--- START SUPPLIED TEXT ---
Statistics

Leapfrog Geo has a number of tools that help you to statistically analyse your data. This topic describes the different statistics visualisations available in Leapfrog Geo. It also describes the Statistics object, which collates and organises charts and tables you have defined for data in the project.

This topic is divided into:

Managing Saved Statistics Reports
Creating a Statistics Report
Table of Statistics
Scatter Plots
Q-Q Plots
Box Plots
Univariate Graphs
Comparison Histograms

Leapfrog Geo uses fixed 25%/75% quartiles.

Managing Saved Statistics Reports

The Statistics object at the bottom of the project tree is for collating and organising charts and tables you have defined for data in the project. Double-click on it to open a new detachable tab where saved statistics reports can be managed.

For more information on working with detachable tabs, see Organising Your Screen Space.

The Statistics tab lists saved statistics reports. Initially the window will be empty:

To learn how to add statistics reports to the statistics tab, see Creating a Statistics Report below.

Once you have statistics reports in the list, select a report and click the Delete button () to remove an item from the list.

You can change the size of different elements of graphs, such as the sizes of different labels. To do this, click the Graph settings button ():

To see the changes made to the visual elements in this dialog, position the dialog over a chart so you can see display parameters for the chart, then make a change to the display parameters in the chart, such as turning an option on and off. This will refresh the chart so you can see the effect of the visual element adjustments made in the dialog.

When the project contains many different statistics reports, it can be difficult to locate the one you need. There are two ways to filter existing reports:

Use the Input filter list to select reports by data type.
Use the Filter names box to search for reports by name.

The input filter is a dropdown list selector with the source inputs for the statistics reports arranged according to input type:

Tick the boxes next to any source input you want included in the filtered list of statistics reports. Use the Select All or Select None buttons to create a preferred starting point for specific input selections.
--- END SUPPLIED TEXT ---
- _PROBLEMS TO WORK ON_:
1. According to the Leapfrog Geo statistics text, what quartiles does Leapfrog Geo use?
2. Please duplicate the Leapfrog Geo statistics text from "The input filter is" to "specific input selections.".
3. Carry on writing the Leapfrog Geo statistics text, picking up after its final sentence.
--- START DATASET RECORDS ---
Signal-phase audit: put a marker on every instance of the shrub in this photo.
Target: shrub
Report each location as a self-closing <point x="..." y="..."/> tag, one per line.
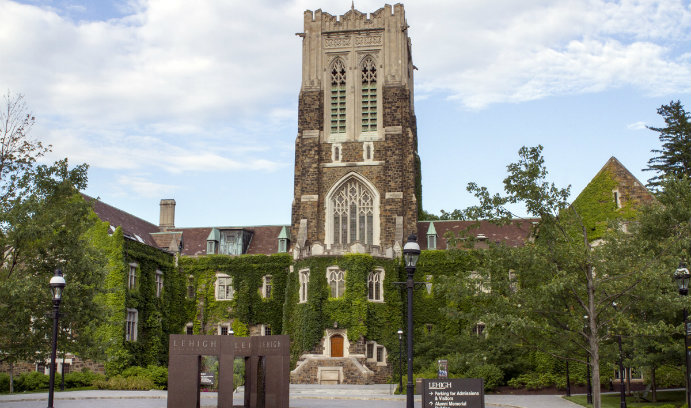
<point x="31" y="381"/>
<point x="84" y="378"/>
<point x="134" y="383"/>
<point x="157" y="375"/>
<point x="491" y="374"/>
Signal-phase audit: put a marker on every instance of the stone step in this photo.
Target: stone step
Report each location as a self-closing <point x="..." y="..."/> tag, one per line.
<point x="342" y="389"/>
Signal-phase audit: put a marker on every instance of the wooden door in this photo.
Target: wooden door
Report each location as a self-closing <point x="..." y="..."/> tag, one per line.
<point x="337" y="346"/>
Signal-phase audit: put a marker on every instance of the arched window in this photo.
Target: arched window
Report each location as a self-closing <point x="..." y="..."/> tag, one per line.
<point x="368" y="103"/>
<point x="375" y="289"/>
<point x="353" y="213"/>
<point x="336" y="280"/>
<point x="338" y="96"/>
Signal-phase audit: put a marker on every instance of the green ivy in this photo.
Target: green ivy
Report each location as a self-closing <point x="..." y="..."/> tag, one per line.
<point x="247" y="307"/>
<point x="375" y="321"/>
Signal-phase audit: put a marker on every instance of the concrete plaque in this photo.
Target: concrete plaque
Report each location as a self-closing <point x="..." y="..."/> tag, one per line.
<point x="267" y="365"/>
<point x="460" y="392"/>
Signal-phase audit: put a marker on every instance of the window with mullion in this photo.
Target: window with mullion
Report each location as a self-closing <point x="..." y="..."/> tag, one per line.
<point x="368" y="102"/>
<point x="338" y="97"/>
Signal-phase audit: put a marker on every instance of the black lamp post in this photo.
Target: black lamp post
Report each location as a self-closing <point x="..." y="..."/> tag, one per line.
<point x="400" y="360"/>
<point x="681" y="275"/>
<point x="411" y="253"/>
<point x="57" y="284"/>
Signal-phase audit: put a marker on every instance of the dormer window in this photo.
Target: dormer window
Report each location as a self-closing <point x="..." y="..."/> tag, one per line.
<point x="212" y="241"/>
<point x="283" y="238"/>
<point x="431" y="237"/>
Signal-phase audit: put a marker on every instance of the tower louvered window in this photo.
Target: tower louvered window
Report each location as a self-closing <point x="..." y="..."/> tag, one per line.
<point x="338" y="98"/>
<point x="353" y="213"/>
<point x="369" y="95"/>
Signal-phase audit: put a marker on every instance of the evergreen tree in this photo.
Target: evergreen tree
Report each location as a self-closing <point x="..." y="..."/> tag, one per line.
--- END DATASET RECORDS ---
- _ANSWERS TO THE EXERCISE_:
1. Fixed 25%/75% quartiles.

2.
The input filter is a dropdown list selector with the source inputs for the statistics reports arranged according to input type:

Tick the boxes next to any source input you want included in the filtered list of statistics reports. Use the Select All or Select None buttons to create a preferred starting point for specific input selections.

3.
To filter the list based on the names of the statistics reports, enter any characters that must appear as sub-strings in the name:

Select any report from the list on the left, and the statistics report will be displayed in the Statistics tab, along with all the settings and options for that statistics view:

Any changes you make to the statistics options will automatically be preserved. If you click the Save button () in the toolbar, a new standalone object will be created in the list of statistics reports.

The options and settings for each type of statistics report are detailed below.

Creating a Statistics Report

For many of the data tables, charts and tables of statistics present statistical information about the data set. To create one of these statistics reports, right-click on a data table, and if the data type has associated statistics options, the menu will include a Statistics option.

When that Statistics option is selected, a window will appear where the statistics type can be chosen:

The button at the top of the window is Open Saved Statistics, a link to saved statistics for the current data object, if any have already been saved. Otherwise the button will be greyed out. See Managing Saved Statistics Reports for more information.

The options available for creating statistics reports will depend on the current data type. Selecting an option opens a new statistics window. Each of the different types of statistics windows are described below.

When you have customised the statistics report to you liking, click the Save button () to add the report to the list of statistics reports in the statistics tab.

Table of Statistics

For many data tables, you can view a table of statistics for multiple attributes. If the table has one or more category columns, data can, optionally, be grouped by category. To open a table of statistics, right-click on a data table then select Statistics. In the window that appears, select the Table of Statistics option.

In this example, we have the initial table of statistics for a merged table with both category and numeric columns. However, nothing is displayed in the table because data columns have not yet been selected.

The input data selected in the project tree is already present in the Inputs list, and additional inputs can be added by clicking the Add button () below the Inputs list, then moving inputs from Available Inputs to Selected Inputs.

If you wish to remove an input from the Inputs list, click the Add button () below the Inputs list and move inputs from Selected Inputs to Available Inputs.

The input selected in the input list will affect the category and numeric data shown below the input list.

The input data used in the table of statistics can be filtered using a Query filter. See the topic Creating a Query Filter for information on creating query filters.

The Statistics weighting dropdown list will contain different options depending on the object being inspected. For this merged table example, the options are Un-weighted and Length-weighted.

For a block model, the options are Un-weighted, Volume-weighted and Mass-weighted. When Mass-weighted is selected, you can also specify the Density as a constant number or by referencing a data column that contains density information. There is also an Additional weighting column which allows the selection of another numeric column to use for scaling. This is especially useful for selecting a stored proportion as illustrated here:

For columns other than stored proportions, you will need to specify the Weighting unit as Decimal or Percentage depending on the content of the data column.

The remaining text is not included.